> Required action
Extend the account of the Protopolystoma xenopodis life cycle below from where it stops, writing the section under its final heading on the adult parasite in the bladder.

> Source document
"""

Figure 2. Scanning electron micrographs and one light micrograph (G) of the Protopolystoma xenopodis oncomiracidium. (A) Ventral view with posterior haptor (Hp) and anteriorly placed mouth opening (Mo). (B) Dorsal view with two excretory openings in the centre (← Eo). (C) Dorsal view with sensory papillae (← Sp) next to excretory opening. (D) Sensory papillae (← Sp) situated all over the body surface of the parasite. (E) Haptor with 16 retracted marginal hooklets and two pairs of large primordial hamuli. (F) Emerging marginal hooklet. (G) Light micrograph of a lactophenol cleared haptor showing the 20 sclerites; two pairs of eight (1–8) marginal hooklets (Mh) and two pairs of primordial hamuli (Ph). (H) Anterior side of the oncomiracidium covered with cilia. (I) A single ciliated cell with cilia coiling up before cells are shed. (J) Scars after intact cells were shed at the end of the swimming phase. |
Subadult – kidney stage (Fig. 3)
The oncomiracidia locate a potential frog host and enter the body through the cloaca. Oncomiracidia migrate through the urinary duct to the kidney. The immature parasite attaches inside the kidney (Fig. 3) using its 16 marginal hooklets and most likely the two pairs of developing hamuli. They start feeding on blood and develop in the kidneys. As the parasite matures, it develops six suckers which replace the marginal hooklets as primary attachment organs. The development of suckers was not documented in the present study. The black pigment in the parasite’s gut is through the accumulation of haematin, indicating a sanguinivorous diet [28]. Parasites were observed migrating down the urinary duct towards the bladder where they continue to develop and reach maturity.
Figure 3. Histological section through a Protopolystoma xenopodis within the kidney of a Xenopus laevis specimen. The position of the parasite is indicated in the figure. |
Adult parasite – bladder stage (Figs. 4 and 5)

"""

> Data excerpt
"""

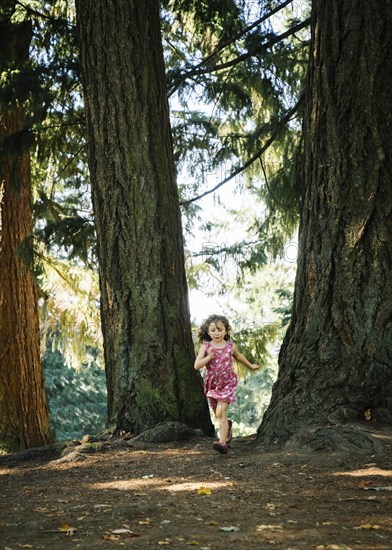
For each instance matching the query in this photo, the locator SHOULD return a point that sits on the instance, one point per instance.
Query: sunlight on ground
(159, 483)
(372, 471)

"""

> Response below
The mouth is subterminal and ventral, with an upper lip protruding over the mouth (Fig. 4B). The body is pyriform, narrowing posteriorly anterior to the haptor. Marginal hooklets are no longer functional but are retained in the body, and attachment to the bladder wall is achieved through six muscular and very flexible suckers (Fig. 4C). Unlike most other polystomes where suckers face ventrally, suckers of P. xenopodis face ventro-laterally. Compared with other polystomes the haptor is very flexible, to the extent that whenever a parasite is removed from the bladder and placed in a Petri dish, the haptor folds over and suckers attach readily to the body proper. A wedge-shaped infolding in the anterior margin of the haptor between sucker pair 3 was observed (Figs. 4A and 4C). When attached to the urinary bladder the soft transitional epithelial is drawn into the sucker and when a parasite is removed from the bladder the sucker imprint is clearly visible (Figs. 5A and 5B). Suckers are adapted for attachment to highly contractile substrata such as the urinary bladder.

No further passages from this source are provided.